[Selected passage — start]

I think the computational cost is a far bigger problem for these kinds of
services than the UX.

------
thomasahle
Finding a cycle of a given length can actually be done in time `O(e^k n^2.3)`
where `k` is the length of the cycle, using the cool technique of color
coding.

Basically, to find a cycle of length 6, you repeatedly color every node in one
of 6 colors at random. Then you look for a cycle with all different colored
nodes, which can be done efficiently using dynamic programming.

You succeed in finding a particular 6 cycle exactly if each node in it has
gotten a different color, but the chance of this is not bad. In the case of
the OP it's even better, since there are probably many such cycles to find.

------
frakkingcylons
Somewhat off-topic and shameless plug, I'm working on a meta flight-search
engine that finds the cheapest flights from multiple origins to the same
destination (i.e. me and some friends who live in another city want to fly to
Hong Kong with no particular date in mind, just want the cheapest flights and
with overlapping departure/return dates). Does anyone else have a similar need
or know of anything that can do this?

------
blackdogie
A nice handy tool. It would be great if the airline added this themselves for
finding route. Great work

------
vool
@jonluca

If you are looking to take this further, you can find some more info on
Ryanair API endpoints here:

[https://gist.github.com/vool/bbd64eeee313d27a82ab](https://gist.github.com/vool/bbd64eeee313d27a82ab)

------
rexarex
That’s awesome

------
jaycolson
ryan air weekend flight search ... pretty handy

[https://github.com/cloudsquall/flightsearch](https://github.com/cloudsquall/flightsearch)

------
zabaki
Now i just gotta figure out all the airport abbreviations D:

------
maa5444
it's cheap maybe it's not a fake the fact they spray the sky

[Selected passage — finish]
[Source material — start]

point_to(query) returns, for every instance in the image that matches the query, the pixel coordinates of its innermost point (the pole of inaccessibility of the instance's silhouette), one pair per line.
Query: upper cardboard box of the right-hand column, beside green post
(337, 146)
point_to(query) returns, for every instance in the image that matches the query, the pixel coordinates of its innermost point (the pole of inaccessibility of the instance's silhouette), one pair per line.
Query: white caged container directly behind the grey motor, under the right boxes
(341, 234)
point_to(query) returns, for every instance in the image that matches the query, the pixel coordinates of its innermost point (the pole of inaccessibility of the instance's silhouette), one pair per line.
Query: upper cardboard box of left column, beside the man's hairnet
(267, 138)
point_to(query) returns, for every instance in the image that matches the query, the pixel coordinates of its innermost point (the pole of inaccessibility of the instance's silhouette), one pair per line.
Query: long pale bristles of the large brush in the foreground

[Source material — finish]

Questions
[a] From the forum thread, reproduce the passage between "Basically, to find" and "using dynamic programming.", inclusive.
[b] In the forum thread, which technique does thomasahle name for finding a cycle of a given length?
Nothing in the listing matters for what you are asked to do.

Answers for this exercise
[a]
Basically, to find a cycle of length 6, you repeatedly color every node in one
of 6 colors at random. Then you look for a cycle with all different colored
nodes, which can be done efficiently using dynamic programming.

[b] Color coding.